▶ [PAGE EXTRACT]:
--- BEGIN ---

Services to be furnished by the Sub-Adviser under this Agreement may
be furnished through the medium of any of the Sub-Adviser's
directors, officers or employees. Non-advisory functions to be
provided under this Agreement may be provided by affiliates of
the Sub-Advisor.
2. DUTIES OF THE ADVISER. The Adviser shall continue to have responsibility
for all services to be provided to the Fund pursuant to the Advisory
Agreement and shall oversee and review the Sub-Adviser's performance of
its duties under this Agreement; provided, however, that in connection
with its management of the Assets, nothing herein shall be construed to
relieve the Sub-Adviser of responsibility for compliance with the Trust's
Declaration of Trust (as defined herein), the Prospectus, the written
instructions and directions of the Board of Trustees of the Trust, the
requirements of the 1940 Act, Subchapter M of the Internal Revenue Code of
1986, and all other applicable federal and state laws and regulations, as
each is amended from time to time.
3. DELIVERY OF DOCUMENTS. The Adviser has furnished the Sub-Adviser with
copies properly certified or authenticated of each of the following
documents:
(a) the Trust's Agreement and Declaration of Trust, as filed with the
Secretary of State of the Commonwealth of Massachusetts (such
Agreement and Declaration of Trust, as in effect on the date of this
Agreement and as amended from time to time, herein called the
"Declaration of Trust");
(b) By-Laws of the Trust (such By-Laws, as in effect on the date of this
Agreement and as amended from time to time, herein called the
"By-Laws");
(c) the Prospectus as in effect on the date of this Agreement;
(d) any order issued by the SEC or other regulatory authority applicable
to the Trust, the Fund or the Adviser as in effect on the date
of this Agreement; and
(e) any other written instructions, directions or policies of the
Adviser or the Trust's Board of Trustees applicable to the
Sub-Adviser's duties hereunder as in effect on the date of this
Agreement.

--- END ---

▶ [EXERCISE DIRECTIONS]:
Reproduce verbatim the passage of the sub-advisory agreement extract starting at "Services to be furnished" and ending at "the Sub-Advisor.". You won't need the records here.

▶ [DATA ROWS]:

--- BEGIN ---

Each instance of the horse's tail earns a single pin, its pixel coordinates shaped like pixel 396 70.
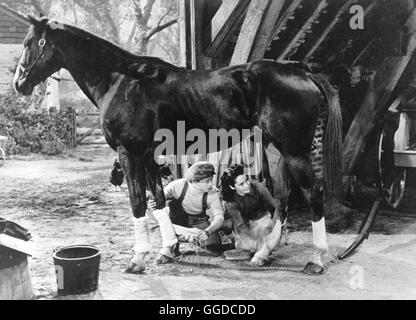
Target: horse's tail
pixel 332 145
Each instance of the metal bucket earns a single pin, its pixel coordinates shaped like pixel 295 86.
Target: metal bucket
pixel 77 269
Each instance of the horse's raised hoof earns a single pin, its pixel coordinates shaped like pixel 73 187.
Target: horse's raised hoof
pixel 136 265
pixel 162 259
pixel 257 262
pixel 313 269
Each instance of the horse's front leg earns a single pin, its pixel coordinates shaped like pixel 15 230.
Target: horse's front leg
pixel 135 174
pixel 154 181
pixel 312 189
pixel 273 238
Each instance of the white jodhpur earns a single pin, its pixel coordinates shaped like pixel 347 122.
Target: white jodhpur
pixel 167 231
pixel 269 243
pixel 142 246
pixel 320 243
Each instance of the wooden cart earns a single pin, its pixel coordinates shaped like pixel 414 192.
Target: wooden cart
pixel 396 157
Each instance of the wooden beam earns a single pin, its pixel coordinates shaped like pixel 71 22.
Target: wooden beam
pixel 297 39
pixel 227 18
pixel 366 48
pixel 281 23
pixel 222 15
pixel 197 8
pixel 185 56
pixel 248 31
pixel 264 36
pixel 378 94
pixel 328 29
pixel 369 9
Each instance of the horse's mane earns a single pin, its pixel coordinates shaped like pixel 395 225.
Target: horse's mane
pixel 132 65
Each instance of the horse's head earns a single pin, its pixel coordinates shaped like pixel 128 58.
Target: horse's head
pixel 40 58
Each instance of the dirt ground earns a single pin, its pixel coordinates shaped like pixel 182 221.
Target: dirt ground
pixel 68 200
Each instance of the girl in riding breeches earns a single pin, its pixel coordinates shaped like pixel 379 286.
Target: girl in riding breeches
pixel 193 203
pixel 251 207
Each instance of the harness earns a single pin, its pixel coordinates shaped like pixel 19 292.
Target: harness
pixel 42 46
pixel 179 216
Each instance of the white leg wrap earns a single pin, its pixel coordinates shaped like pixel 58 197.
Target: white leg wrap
pixel 319 236
pixel 141 233
pixel 167 231
pixel 270 242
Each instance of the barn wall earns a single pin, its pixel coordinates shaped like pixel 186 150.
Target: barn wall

--- END ---

▶ [THE ANSWER]:
Services to be furnished by the Sub-Adviser under this Agreement may
be furnished through the medium of any of the Sub-Adviser's
directors, officers or employees. Non-advisory functions to be
provided under this Agreement may be provided by affiliates of
the Sub-Advisor.